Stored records
[Start of Attachment]

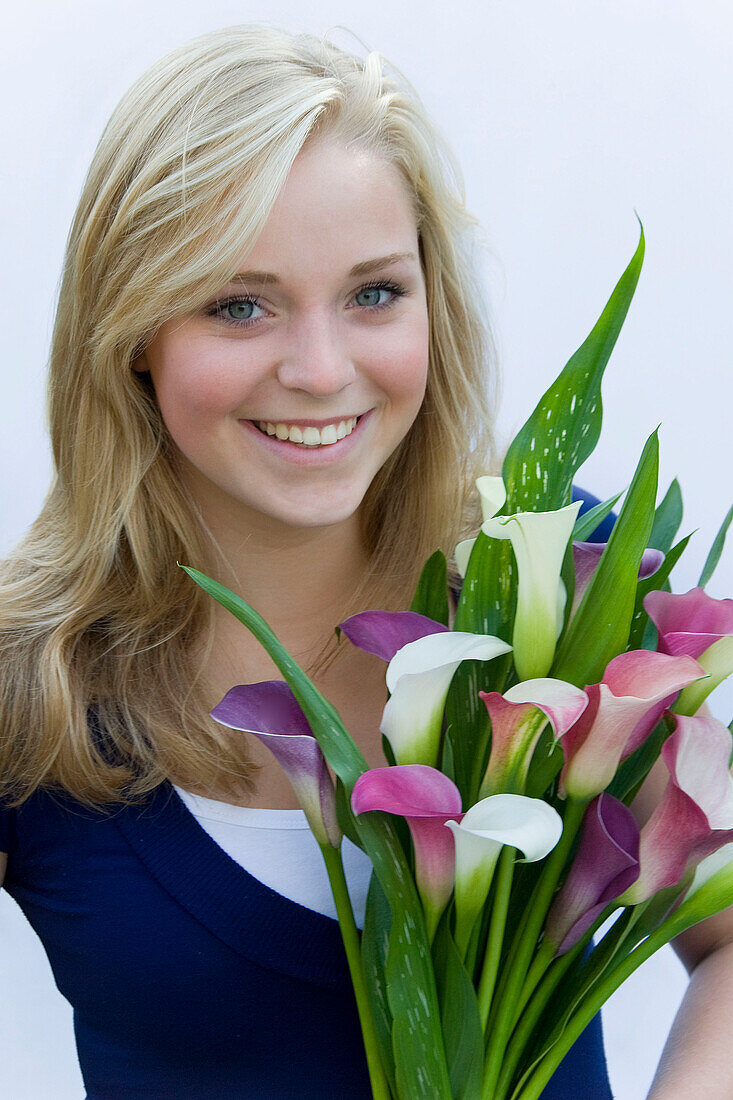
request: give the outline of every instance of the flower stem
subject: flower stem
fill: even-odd
[[[593,986],[589,992],[589,996],[583,1001],[578,1011],[572,1017],[558,1042],[542,1059],[532,1076],[525,1082],[521,1092],[514,1094],[513,1100],[539,1100],[545,1086],[560,1065],[560,1062],[580,1037],[582,1032],[585,1031],[596,1013],[600,1011],[611,994],[615,993],[618,987],[625,982],[642,963],[646,962],[655,951],[658,951],[660,947],[668,943],[676,934],[676,930],[667,927],[665,922],[665,924],[662,925],[661,928],[658,928],[653,935],[642,941],[630,955],[627,955],[626,958],[599,981],[597,985]]]
[[[374,1028],[369,1005],[366,982],[364,980],[364,968],[361,962],[361,941],[359,930],[354,920],[354,910],[351,906],[351,898],[346,886],[344,865],[341,859],[341,849],[333,848],[330,844],[321,844],[323,861],[326,864],[328,879],[331,883],[333,900],[336,904],[336,913],[341,929],[341,938],[346,950],[346,959],[349,964],[349,972],[356,997],[356,1008],[359,1013],[361,1033],[364,1038],[364,1050],[366,1053],[367,1067],[369,1069],[369,1081],[372,1087],[373,1100],[391,1100],[391,1092],[387,1077],[382,1067],[382,1059],[379,1054],[379,1043]]]
[[[481,1017],[481,1027],[486,1031],[489,1019],[491,998],[496,985],[496,975],[499,971],[501,948],[504,942],[504,928],[509,909],[509,899],[512,889],[512,877],[514,875],[514,859],[516,849],[504,846],[499,856],[496,882],[494,885],[494,899],[491,907],[491,924],[486,941],[486,953],[481,968],[481,980],[478,989],[478,1007]]]
[[[527,976],[537,940],[547,917],[558,880],[565,868],[575,834],[580,828],[587,803],[577,799],[568,799],[563,820],[560,840],[548,856],[542,874],[530,898],[527,920],[519,929],[521,942],[512,944],[513,964],[511,974],[504,987],[499,1004],[495,1007],[495,1025],[490,1029],[489,1042],[484,1063],[484,1079],[481,1091],[482,1100],[493,1100],[496,1084],[501,1073],[501,1064],[509,1037],[514,1030],[517,1016],[517,1004]]]

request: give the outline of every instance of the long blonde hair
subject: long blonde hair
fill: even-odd
[[[378,151],[407,181],[431,338],[424,404],[364,500],[371,568],[344,614],[407,606],[425,559],[478,522],[469,494],[494,458],[494,356],[476,223],[418,96],[379,54],[271,26],[173,51],[114,111],[69,235],[50,354],[54,479],[0,568],[8,804],[41,785],[87,804],[134,801],[165,779],[223,796],[251,788],[247,739],[208,717],[191,667],[213,602],[176,568],[216,575],[215,548],[131,363],[236,272],[322,133]]]

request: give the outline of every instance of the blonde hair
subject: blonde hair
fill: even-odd
[[[479,522],[468,502],[494,459],[494,356],[476,223],[418,96],[376,53],[271,26],[173,51],[112,114],[69,235],[50,354],[54,479],[0,570],[8,804],[41,785],[88,804],[134,801],[165,779],[223,796],[251,788],[247,739],[208,717],[192,668],[194,645],[212,637],[213,601],[176,568],[216,575],[216,550],[131,363],[163,322],[236,272],[319,134],[403,174],[430,324],[425,400],[366,494],[371,568],[345,614],[408,606],[425,559],[439,546],[450,554]],[[321,658],[333,658],[328,646]]]

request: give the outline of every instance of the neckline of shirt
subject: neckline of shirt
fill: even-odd
[[[194,817],[203,821],[219,821],[245,829],[307,830],[310,828],[303,810],[234,806],[230,802],[219,802],[214,798],[193,794],[175,784],[172,786]]]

[End of Attachment]

**EXERCISE GOAL:**
Output nothing but the lines from the one that contains "subject: blonde hair" through the final line of the entries above, exactly as they appear.

**OUTPUT OF THE EXERCISE:**
subject: blonde hair
fill: even-odd
[[[479,522],[468,502],[494,459],[494,356],[476,223],[418,96],[376,53],[271,26],[173,51],[112,114],[69,235],[50,354],[54,479],[0,570],[8,804],[41,785],[88,804],[134,801],[165,779],[223,796],[251,788],[247,739],[208,717],[192,668],[194,645],[212,637],[213,601],[176,568],[216,575],[216,550],[131,363],[163,322],[236,272],[319,134],[403,174],[430,324],[425,400],[366,494],[371,568],[345,614],[408,606],[425,559],[439,546],[450,554]],[[321,658],[333,658],[328,646]]]

request: give the outline of every instance of the neckline of shirt
subject: neckline of shirt
fill: even-odd
[[[194,817],[203,821],[219,821],[245,829],[307,830],[310,828],[303,810],[234,806],[230,802],[219,802],[214,798],[193,794],[175,784],[172,786]]]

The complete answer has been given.